▸ Referring expression pointing data
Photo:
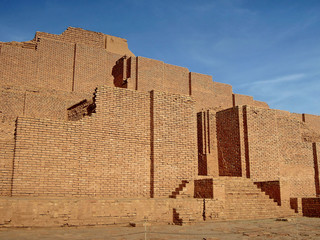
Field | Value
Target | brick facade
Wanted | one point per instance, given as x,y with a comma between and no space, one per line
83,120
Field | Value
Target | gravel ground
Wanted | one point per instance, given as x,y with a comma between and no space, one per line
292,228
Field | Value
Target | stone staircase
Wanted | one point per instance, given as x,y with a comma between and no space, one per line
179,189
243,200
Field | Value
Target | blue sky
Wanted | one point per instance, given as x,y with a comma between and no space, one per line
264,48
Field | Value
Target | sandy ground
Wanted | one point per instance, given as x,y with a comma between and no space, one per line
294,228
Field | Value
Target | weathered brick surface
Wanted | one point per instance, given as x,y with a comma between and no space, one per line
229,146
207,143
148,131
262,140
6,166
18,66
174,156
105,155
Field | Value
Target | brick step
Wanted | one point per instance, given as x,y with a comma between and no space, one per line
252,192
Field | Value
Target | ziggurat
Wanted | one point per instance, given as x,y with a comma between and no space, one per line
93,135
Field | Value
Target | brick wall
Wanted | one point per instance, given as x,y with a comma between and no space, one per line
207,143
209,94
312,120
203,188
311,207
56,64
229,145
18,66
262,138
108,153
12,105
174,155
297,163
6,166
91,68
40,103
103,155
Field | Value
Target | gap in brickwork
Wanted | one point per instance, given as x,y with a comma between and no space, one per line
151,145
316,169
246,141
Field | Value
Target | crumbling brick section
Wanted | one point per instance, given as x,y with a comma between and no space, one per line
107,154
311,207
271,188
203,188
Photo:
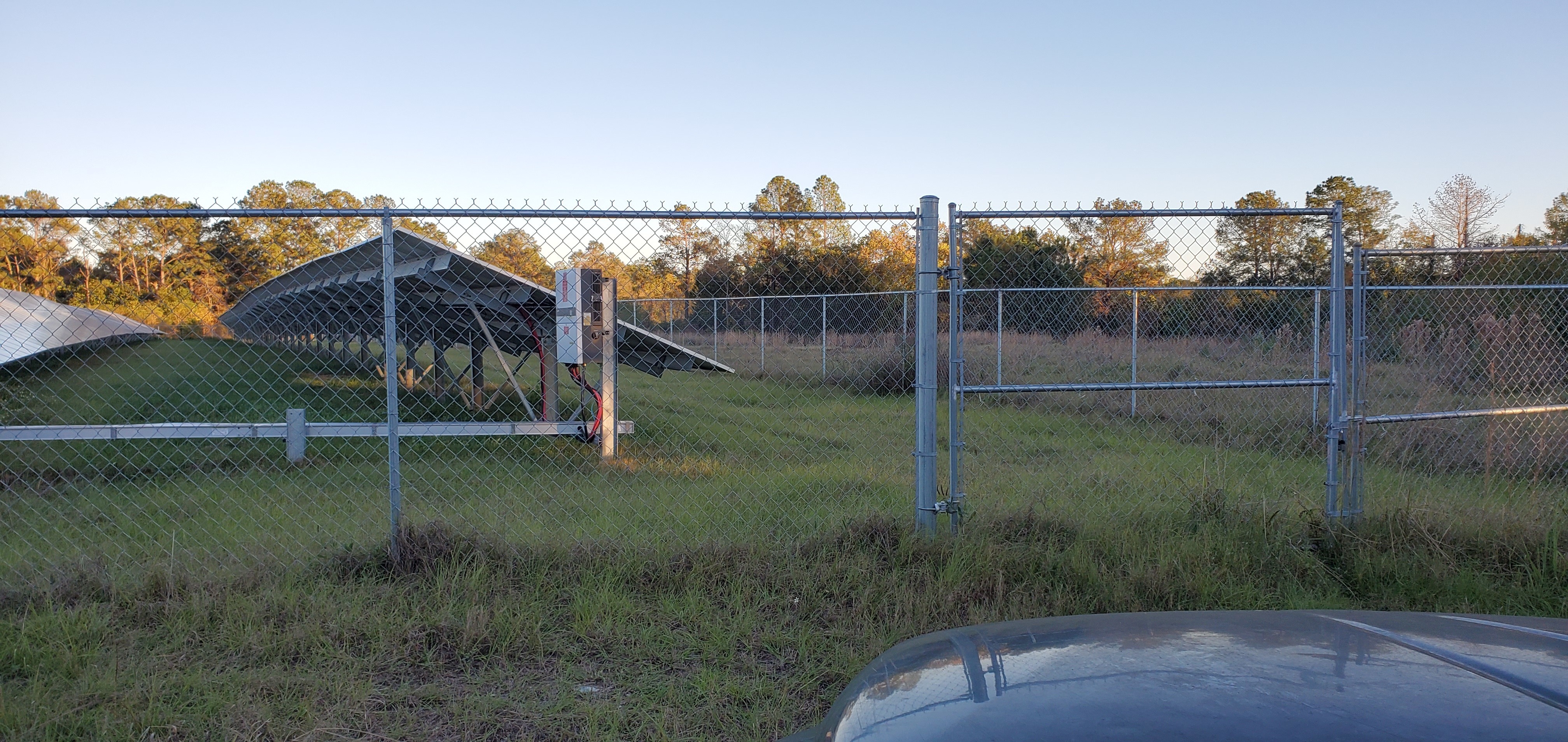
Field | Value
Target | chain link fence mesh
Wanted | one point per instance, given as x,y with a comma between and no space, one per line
--
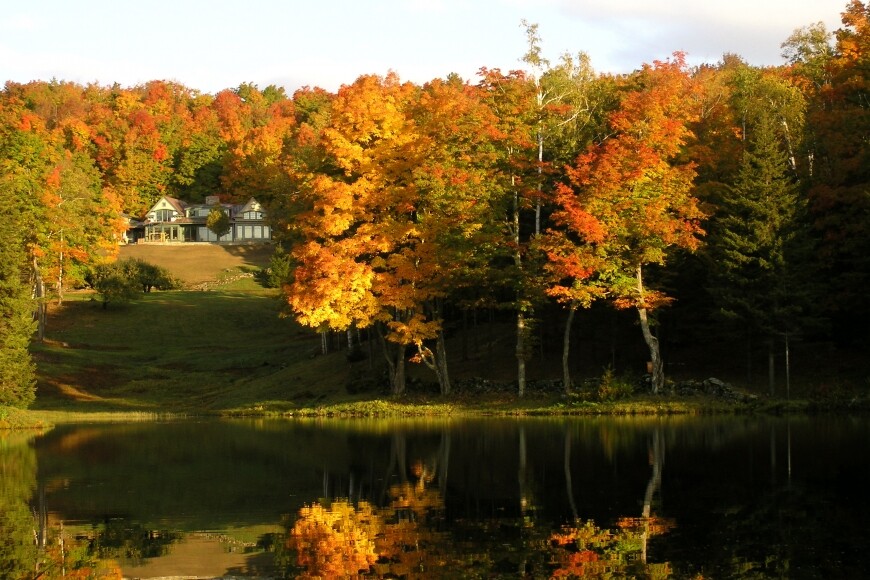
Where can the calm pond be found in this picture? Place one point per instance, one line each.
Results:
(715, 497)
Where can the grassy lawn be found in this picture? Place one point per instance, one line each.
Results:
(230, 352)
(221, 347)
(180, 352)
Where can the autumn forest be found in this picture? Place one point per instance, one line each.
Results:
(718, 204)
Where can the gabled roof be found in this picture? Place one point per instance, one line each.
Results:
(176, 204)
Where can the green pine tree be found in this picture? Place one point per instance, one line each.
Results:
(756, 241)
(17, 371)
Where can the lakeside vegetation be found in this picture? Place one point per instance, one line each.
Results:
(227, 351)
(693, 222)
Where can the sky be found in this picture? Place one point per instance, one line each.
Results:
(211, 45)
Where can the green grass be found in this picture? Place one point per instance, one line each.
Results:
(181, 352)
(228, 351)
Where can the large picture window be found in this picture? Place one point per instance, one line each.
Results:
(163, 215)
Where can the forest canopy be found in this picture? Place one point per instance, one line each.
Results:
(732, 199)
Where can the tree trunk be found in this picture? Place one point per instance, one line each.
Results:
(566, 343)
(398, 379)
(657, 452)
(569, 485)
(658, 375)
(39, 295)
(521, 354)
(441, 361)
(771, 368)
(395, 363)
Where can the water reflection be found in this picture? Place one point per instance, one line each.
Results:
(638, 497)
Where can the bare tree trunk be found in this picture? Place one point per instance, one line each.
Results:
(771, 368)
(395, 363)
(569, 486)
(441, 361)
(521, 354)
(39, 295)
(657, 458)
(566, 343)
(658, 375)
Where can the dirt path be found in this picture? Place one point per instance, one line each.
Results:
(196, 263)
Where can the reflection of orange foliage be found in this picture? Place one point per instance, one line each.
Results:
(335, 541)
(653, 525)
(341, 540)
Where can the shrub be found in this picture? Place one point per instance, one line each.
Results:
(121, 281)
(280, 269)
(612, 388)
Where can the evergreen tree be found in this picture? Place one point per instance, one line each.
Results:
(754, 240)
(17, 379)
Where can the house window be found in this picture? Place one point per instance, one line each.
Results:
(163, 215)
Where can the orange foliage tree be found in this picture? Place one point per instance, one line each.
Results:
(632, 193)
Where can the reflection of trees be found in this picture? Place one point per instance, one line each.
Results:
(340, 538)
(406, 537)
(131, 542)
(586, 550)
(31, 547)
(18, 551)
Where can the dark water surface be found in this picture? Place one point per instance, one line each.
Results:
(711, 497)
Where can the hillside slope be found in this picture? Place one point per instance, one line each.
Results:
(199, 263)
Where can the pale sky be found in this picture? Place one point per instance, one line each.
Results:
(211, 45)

▸ DESCRIPTION OF THE TASK
An answer consisting of the number alone is required: how many lines in the entries hold the string "ground"?

▸ RESULT OF THIS TASK
2